### AIM OF THE TASK:
Put the lines below into a Markdown table with the columns Row and Line, where Row numbers each line and Line holds its text. Skip blank lines, and cover only the part that runs from the first line through the line containing "xmin=159 ymin=15 xmax=192 ymax=29", including both.

### DATASET ROWS:
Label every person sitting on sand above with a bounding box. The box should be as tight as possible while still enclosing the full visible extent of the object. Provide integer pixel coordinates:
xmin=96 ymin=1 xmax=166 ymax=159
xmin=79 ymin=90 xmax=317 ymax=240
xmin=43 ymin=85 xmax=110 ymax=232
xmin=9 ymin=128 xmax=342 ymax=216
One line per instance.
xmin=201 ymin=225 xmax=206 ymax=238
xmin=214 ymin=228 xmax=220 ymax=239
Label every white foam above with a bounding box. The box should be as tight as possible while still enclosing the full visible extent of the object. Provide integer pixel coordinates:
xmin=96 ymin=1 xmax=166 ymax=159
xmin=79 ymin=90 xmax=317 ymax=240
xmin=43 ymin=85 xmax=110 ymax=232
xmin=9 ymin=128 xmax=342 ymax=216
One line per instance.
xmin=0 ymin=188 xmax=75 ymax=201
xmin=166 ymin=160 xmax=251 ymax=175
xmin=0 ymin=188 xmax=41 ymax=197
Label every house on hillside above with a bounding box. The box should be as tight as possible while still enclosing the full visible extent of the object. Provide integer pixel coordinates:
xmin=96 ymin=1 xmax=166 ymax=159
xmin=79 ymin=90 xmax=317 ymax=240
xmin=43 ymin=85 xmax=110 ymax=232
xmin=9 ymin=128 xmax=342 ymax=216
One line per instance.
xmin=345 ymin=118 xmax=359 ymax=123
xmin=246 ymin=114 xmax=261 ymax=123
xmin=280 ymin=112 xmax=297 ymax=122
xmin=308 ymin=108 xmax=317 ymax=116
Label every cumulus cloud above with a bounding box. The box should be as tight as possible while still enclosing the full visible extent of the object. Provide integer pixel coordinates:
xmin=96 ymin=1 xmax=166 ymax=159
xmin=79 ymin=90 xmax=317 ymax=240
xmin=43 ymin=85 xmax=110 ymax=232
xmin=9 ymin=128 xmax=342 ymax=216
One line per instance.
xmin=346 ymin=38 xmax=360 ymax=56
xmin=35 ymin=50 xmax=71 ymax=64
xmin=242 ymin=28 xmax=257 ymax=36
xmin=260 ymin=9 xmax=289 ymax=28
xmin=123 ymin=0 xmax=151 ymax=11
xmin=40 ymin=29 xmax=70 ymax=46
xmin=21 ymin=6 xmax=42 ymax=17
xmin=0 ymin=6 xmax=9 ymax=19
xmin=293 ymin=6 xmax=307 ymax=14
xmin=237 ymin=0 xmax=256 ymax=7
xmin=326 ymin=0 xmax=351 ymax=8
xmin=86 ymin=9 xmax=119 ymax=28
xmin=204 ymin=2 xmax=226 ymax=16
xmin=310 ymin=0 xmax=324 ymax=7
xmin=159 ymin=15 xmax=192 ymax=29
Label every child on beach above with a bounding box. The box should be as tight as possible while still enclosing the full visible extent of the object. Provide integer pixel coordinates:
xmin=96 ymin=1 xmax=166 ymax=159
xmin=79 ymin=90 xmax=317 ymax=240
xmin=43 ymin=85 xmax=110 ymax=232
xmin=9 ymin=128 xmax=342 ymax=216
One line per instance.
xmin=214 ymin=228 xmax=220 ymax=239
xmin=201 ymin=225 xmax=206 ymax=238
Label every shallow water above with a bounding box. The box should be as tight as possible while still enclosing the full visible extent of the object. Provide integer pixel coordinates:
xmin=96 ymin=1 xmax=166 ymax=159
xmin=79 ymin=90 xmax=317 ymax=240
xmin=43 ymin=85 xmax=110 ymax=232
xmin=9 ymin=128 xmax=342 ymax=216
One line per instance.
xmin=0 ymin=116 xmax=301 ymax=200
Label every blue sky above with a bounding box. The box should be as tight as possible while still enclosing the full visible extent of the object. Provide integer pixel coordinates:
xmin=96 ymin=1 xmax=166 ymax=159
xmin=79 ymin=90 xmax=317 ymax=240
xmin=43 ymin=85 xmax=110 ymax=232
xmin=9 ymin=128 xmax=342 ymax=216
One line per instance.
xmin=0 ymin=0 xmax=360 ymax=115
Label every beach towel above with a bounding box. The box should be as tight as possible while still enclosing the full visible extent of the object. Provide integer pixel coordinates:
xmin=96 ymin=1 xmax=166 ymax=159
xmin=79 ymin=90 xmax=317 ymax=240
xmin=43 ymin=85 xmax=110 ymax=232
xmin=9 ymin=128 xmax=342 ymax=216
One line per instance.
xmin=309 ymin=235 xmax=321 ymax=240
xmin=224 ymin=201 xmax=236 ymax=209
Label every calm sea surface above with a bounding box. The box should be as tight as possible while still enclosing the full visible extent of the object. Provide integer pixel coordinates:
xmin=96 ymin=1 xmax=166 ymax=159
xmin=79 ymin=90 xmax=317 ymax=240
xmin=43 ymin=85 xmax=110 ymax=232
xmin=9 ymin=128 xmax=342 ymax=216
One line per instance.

### RESULT BELOW:
| Row | Line |
|---|---|
| 1 | Label every person sitting on sand above with a bounding box. The box should be as tight as possible while still enclosing the full visible extent of the object. Provide integer pixel coordinates: |
| 2 | xmin=96 ymin=1 xmax=166 ymax=159 |
| 3 | xmin=79 ymin=90 xmax=317 ymax=240 |
| 4 | xmin=43 ymin=85 xmax=110 ymax=232 |
| 5 | xmin=9 ymin=128 xmax=342 ymax=216 |
| 6 | One line per instance. |
| 7 | xmin=201 ymin=225 xmax=206 ymax=238 |
| 8 | xmin=214 ymin=228 xmax=220 ymax=239 |
| 9 | Label every white foam above with a bounding box. The box should be as tight as possible while still enclosing the full visible extent of the object. Provide integer pixel coordinates: |
| 10 | xmin=96 ymin=1 xmax=166 ymax=159 |
| 11 | xmin=79 ymin=90 xmax=317 ymax=240 |
| 12 | xmin=43 ymin=85 xmax=110 ymax=232 |
| 13 | xmin=9 ymin=128 xmax=342 ymax=216 |
| 14 | One line per instance. |
| 15 | xmin=0 ymin=188 xmax=75 ymax=201 |
| 16 | xmin=166 ymin=160 xmax=251 ymax=175 |
| 17 | xmin=0 ymin=188 xmax=41 ymax=197 |
| 18 | Label every house on hillside above with a bounding box. The box should be as tight as possible while still enclosing the full visible extent of the object. Provide integer pixel coordinates: |
| 19 | xmin=96 ymin=1 xmax=166 ymax=159 |
| 20 | xmin=79 ymin=90 xmax=317 ymax=240 |
| 21 | xmin=43 ymin=85 xmax=110 ymax=232 |
| 22 | xmin=9 ymin=128 xmax=342 ymax=216 |
| 23 | One line per instance. |
| 24 | xmin=345 ymin=118 xmax=359 ymax=123 |
| 25 | xmin=246 ymin=114 xmax=261 ymax=123 |
| 26 | xmin=280 ymin=112 xmax=297 ymax=122 |
| 27 | xmin=308 ymin=108 xmax=317 ymax=116 |
| 28 | Label every cumulus cloud above with a bounding box. The box should be as tight as possible while still enclosing the full visible extent of the object. Provide integer pixel coordinates: |
| 29 | xmin=96 ymin=1 xmax=166 ymax=159 |
| 30 | xmin=79 ymin=90 xmax=317 ymax=240 |
| 31 | xmin=43 ymin=85 xmax=110 ymax=232 |
| 32 | xmin=9 ymin=128 xmax=342 ymax=216 |
| 33 | One line per instance. |
| 34 | xmin=346 ymin=38 xmax=360 ymax=56 |
| 35 | xmin=35 ymin=50 xmax=71 ymax=64 |
| 36 | xmin=242 ymin=28 xmax=257 ymax=36 |
| 37 | xmin=260 ymin=9 xmax=289 ymax=28 |
| 38 | xmin=123 ymin=0 xmax=151 ymax=11 |
| 39 | xmin=40 ymin=29 xmax=70 ymax=46 |
| 40 | xmin=21 ymin=6 xmax=42 ymax=17 |
| 41 | xmin=0 ymin=6 xmax=9 ymax=19 |
| 42 | xmin=293 ymin=6 xmax=307 ymax=14 |
| 43 | xmin=237 ymin=0 xmax=256 ymax=7 |
| 44 | xmin=326 ymin=0 xmax=351 ymax=8 |
| 45 | xmin=86 ymin=9 xmax=119 ymax=28 |
| 46 | xmin=204 ymin=2 xmax=226 ymax=16 |
| 47 | xmin=310 ymin=0 xmax=324 ymax=7 |
| 48 | xmin=159 ymin=15 xmax=192 ymax=29 |